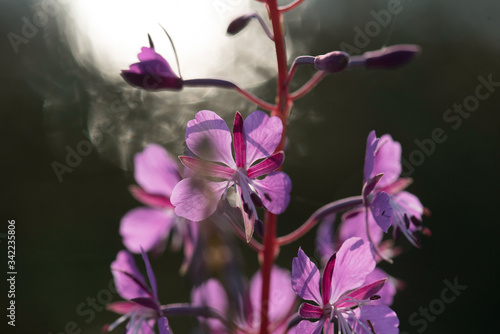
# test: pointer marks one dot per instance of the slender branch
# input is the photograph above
(306, 88)
(290, 6)
(334, 207)
(229, 85)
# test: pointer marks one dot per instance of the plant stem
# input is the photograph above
(284, 104)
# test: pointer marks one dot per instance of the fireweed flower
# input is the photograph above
(344, 303)
(354, 225)
(152, 72)
(142, 308)
(149, 227)
(383, 191)
(256, 138)
(282, 304)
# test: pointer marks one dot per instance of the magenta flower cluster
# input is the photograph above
(229, 183)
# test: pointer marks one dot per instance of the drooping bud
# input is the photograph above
(239, 24)
(332, 62)
(390, 57)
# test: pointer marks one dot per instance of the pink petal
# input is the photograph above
(145, 227)
(238, 141)
(158, 201)
(305, 278)
(387, 160)
(196, 199)
(281, 297)
(262, 135)
(211, 294)
(383, 319)
(274, 190)
(206, 168)
(354, 225)
(354, 262)
(132, 284)
(155, 171)
(209, 138)
(267, 165)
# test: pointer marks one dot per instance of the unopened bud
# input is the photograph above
(332, 62)
(390, 57)
(239, 24)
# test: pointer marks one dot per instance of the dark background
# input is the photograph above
(66, 232)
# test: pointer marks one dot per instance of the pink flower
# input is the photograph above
(152, 72)
(282, 304)
(345, 301)
(254, 141)
(142, 308)
(149, 227)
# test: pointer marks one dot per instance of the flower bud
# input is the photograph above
(332, 62)
(239, 23)
(390, 57)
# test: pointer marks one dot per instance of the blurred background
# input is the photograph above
(61, 90)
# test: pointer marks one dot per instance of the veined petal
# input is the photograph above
(238, 141)
(209, 138)
(371, 147)
(281, 295)
(382, 210)
(274, 190)
(211, 294)
(206, 168)
(132, 284)
(262, 135)
(326, 279)
(267, 165)
(305, 278)
(196, 199)
(155, 171)
(309, 311)
(145, 227)
(354, 262)
(158, 201)
(387, 160)
(382, 319)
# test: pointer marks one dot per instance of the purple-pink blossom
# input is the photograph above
(252, 170)
(383, 191)
(152, 72)
(149, 227)
(282, 304)
(142, 309)
(342, 299)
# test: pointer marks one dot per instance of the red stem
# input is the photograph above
(282, 109)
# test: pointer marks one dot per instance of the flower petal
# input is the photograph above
(155, 171)
(382, 318)
(206, 168)
(196, 199)
(145, 227)
(382, 210)
(354, 262)
(209, 138)
(274, 190)
(129, 282)
(387, 160)
(281, 296)
(267, 165)
(305, 278)
(262, 135)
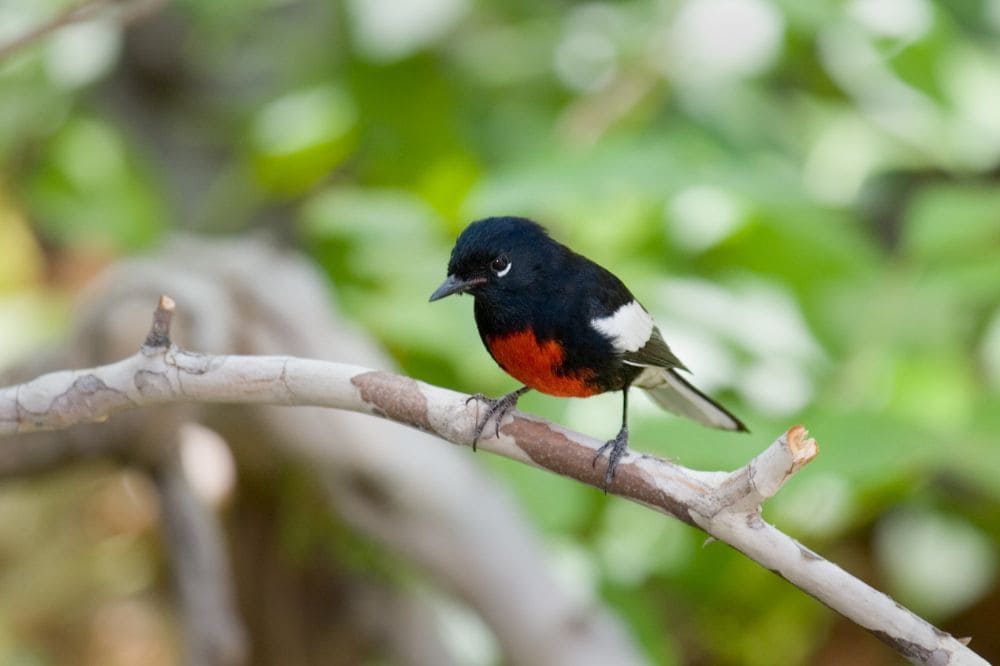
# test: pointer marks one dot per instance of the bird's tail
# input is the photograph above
(672, 392)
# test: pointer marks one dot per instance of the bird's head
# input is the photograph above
(497, 255)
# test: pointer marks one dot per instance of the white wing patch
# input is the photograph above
(628, 328)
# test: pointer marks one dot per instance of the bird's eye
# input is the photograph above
(500, 265)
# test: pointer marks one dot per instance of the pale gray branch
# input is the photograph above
(214, 634)
(726, 506)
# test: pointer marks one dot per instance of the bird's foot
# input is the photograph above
(616, 449)
(496, 410)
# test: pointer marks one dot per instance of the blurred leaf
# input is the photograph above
(90, 191)
(300, 138)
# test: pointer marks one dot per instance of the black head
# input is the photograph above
(497, 254)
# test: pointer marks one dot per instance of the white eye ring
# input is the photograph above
(504, 262)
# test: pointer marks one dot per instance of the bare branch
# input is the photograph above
(131, 11)
(726, 506)
(213, 632)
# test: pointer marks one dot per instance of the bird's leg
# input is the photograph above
(497, 409)
(616, 447)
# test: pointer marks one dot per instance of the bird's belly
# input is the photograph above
(538, 364)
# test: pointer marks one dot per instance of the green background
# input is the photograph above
(805, 195)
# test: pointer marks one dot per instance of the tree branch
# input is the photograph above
(726, 506)
(130, 11)
(214, 633)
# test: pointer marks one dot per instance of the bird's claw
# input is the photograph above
(496, 410)
(618, 447)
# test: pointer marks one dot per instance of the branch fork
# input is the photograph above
(727, 506)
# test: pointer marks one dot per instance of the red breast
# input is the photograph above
(538, 364)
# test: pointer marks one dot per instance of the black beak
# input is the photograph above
(454, 285)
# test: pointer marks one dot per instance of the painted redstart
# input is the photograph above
(559, 323)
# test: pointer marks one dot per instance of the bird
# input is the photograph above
(563, 325)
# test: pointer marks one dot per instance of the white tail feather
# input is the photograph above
(670, 391)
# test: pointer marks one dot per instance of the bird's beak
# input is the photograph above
(454, 285)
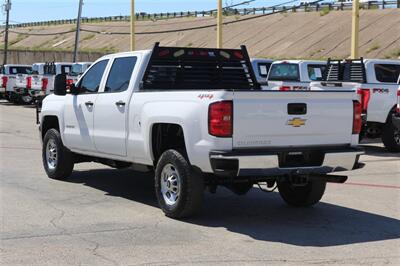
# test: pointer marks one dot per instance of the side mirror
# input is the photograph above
(60, 85)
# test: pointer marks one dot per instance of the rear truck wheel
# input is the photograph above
(304, 195)
(179, 188)
(57, 160)
(391, 137)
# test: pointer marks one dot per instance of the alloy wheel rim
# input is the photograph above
(170, 184)
(51, 154)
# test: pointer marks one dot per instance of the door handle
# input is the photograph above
(89, 104)
(120, 103)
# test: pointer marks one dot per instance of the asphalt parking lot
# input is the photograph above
(102, 216)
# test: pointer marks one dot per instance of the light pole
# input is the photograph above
(355, 29)
(219, 25)
(78, 31)
(133, 19)
(7, 7)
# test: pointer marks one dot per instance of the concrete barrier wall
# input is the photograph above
(30, 57)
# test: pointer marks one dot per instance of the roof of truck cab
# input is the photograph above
(300, 61)
(126, 53)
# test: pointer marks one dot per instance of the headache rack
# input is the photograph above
(348, 70)
(179, 68)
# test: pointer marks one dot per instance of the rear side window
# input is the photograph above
(284, 71)
(91, 80)
(263, 69)
(20, 70)
(120, 74)
(315, 72)
(388, 73)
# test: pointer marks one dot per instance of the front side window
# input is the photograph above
(91, 81)
(284, 71)
(315, 72)
(388, 73)
(120, 74)
(263, 69)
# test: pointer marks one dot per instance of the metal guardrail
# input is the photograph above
(230, 11)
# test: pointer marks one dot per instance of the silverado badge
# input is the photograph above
(297, 122)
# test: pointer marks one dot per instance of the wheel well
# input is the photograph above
(165, 137)
(49, 122)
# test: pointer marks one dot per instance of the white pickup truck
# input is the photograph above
(376, 82)
(41, 83)
(198, 117)
(9, 75)
(294, 75)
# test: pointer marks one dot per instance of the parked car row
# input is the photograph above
(27, 83)
(376, 81)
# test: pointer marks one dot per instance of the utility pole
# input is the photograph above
(219, 25)
(7, 8)
(78, 31)
(133, 19)
(355, 29)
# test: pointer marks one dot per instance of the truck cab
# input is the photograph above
(295, 75)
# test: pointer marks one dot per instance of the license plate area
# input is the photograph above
(289, 159)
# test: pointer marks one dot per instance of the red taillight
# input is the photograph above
(220, 119)
(29, 82)
(284, 88)
(357, 118)
(365, 95)
(45, 82)
(4, 81)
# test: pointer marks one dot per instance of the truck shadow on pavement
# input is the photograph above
(261, 216)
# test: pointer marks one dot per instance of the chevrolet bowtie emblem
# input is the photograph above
(297, 122)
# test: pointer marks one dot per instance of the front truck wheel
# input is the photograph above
(391, 137)
(179, 188)
(302, 196)
(57, 160)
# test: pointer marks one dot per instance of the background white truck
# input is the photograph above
(8, 77)
(376, 82)
(295, 75)
(198, 118)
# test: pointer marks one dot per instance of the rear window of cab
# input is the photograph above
(284, 71)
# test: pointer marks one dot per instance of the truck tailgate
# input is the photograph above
(292, 119)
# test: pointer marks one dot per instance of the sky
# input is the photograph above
(42, 10)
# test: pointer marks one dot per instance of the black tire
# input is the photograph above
(302, 196)
(65, 162)
(391, 137)
(191, 186)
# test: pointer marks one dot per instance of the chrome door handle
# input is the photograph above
(89, 104)
(120, 103)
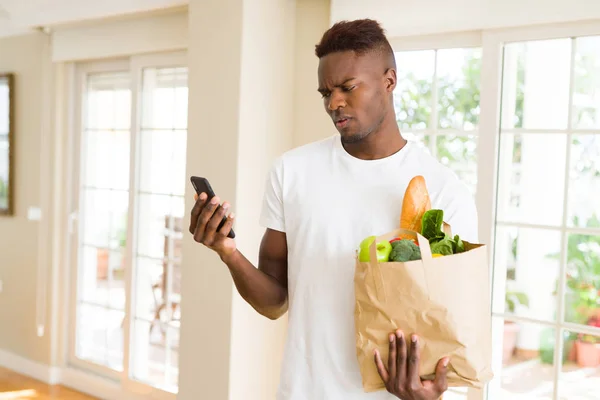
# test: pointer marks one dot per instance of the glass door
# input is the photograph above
(547, 234)
(128, 213)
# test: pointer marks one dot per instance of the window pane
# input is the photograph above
(458, 72)
(100, 335)
(108, 101)
(162, 161)
(582, 301)
(586, 94)
(528, 361)
(154, 219)
(4, 105)
(460, 155)
(535, 84)
(531, 178)
(413, 93)
(580, 375)
(531, 259)
(4, 146)
(423, 141)
(154, 361)
(107, 159)
(104, 202)
(584, 208)
(165, 97)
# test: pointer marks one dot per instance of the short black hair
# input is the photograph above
(361, 36)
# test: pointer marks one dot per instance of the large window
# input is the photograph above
(131, 156)
(547, 249)
(437, 105)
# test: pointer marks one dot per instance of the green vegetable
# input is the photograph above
(443, 247)
(405, 250)
(431, 224)
(459, 246)
(439, 242)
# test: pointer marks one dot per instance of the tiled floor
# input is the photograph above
(14, 386)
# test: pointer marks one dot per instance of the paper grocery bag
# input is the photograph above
(444, 300)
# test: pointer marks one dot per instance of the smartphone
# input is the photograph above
(202, 185)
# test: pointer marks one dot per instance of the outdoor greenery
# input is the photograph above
(457, 109)
(3, 193)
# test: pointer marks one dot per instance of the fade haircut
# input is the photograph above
(360, 36)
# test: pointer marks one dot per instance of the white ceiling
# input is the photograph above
(19, 16)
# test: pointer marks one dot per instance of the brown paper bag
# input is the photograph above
(444, 300)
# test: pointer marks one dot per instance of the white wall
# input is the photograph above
(409, 17)
(244, 111)
(121, 37)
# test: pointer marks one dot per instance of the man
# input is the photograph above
(321, 200)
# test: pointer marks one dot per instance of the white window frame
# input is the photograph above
(79, 373)
(491, 43)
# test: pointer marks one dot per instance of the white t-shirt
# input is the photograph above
(327, 202)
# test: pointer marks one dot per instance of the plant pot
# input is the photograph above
(588, 354)
(511, 330)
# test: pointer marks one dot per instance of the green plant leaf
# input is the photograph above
(431, 225)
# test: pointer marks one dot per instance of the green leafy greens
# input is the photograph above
(440, 242)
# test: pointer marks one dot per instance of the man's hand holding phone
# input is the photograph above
(206, 216)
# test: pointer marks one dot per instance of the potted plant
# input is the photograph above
(511, 329)
(588, 347)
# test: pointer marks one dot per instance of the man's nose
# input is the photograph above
(336, 100)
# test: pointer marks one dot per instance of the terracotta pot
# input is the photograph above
(588, 354)
(511, 330)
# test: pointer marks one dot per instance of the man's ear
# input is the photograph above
(390, 79)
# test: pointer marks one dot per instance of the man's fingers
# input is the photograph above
(228, 225)
(380, 367)
(413, 363)
(441, 375)
(400, 356)
(196, 210)
(216, 219)
(392, 356)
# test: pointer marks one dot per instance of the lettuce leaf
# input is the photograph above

────────────────────────────────────────

Rewrite the lines from the one containing "# test: pointer marks one dot per instance of the lettuce" through the end of the items, changing "lettuce leaf" to "cabbage leaf" and leaving everything else as it is.

# test: pointer marks one dot per instance of the cabbage leaf
# input is the photograph above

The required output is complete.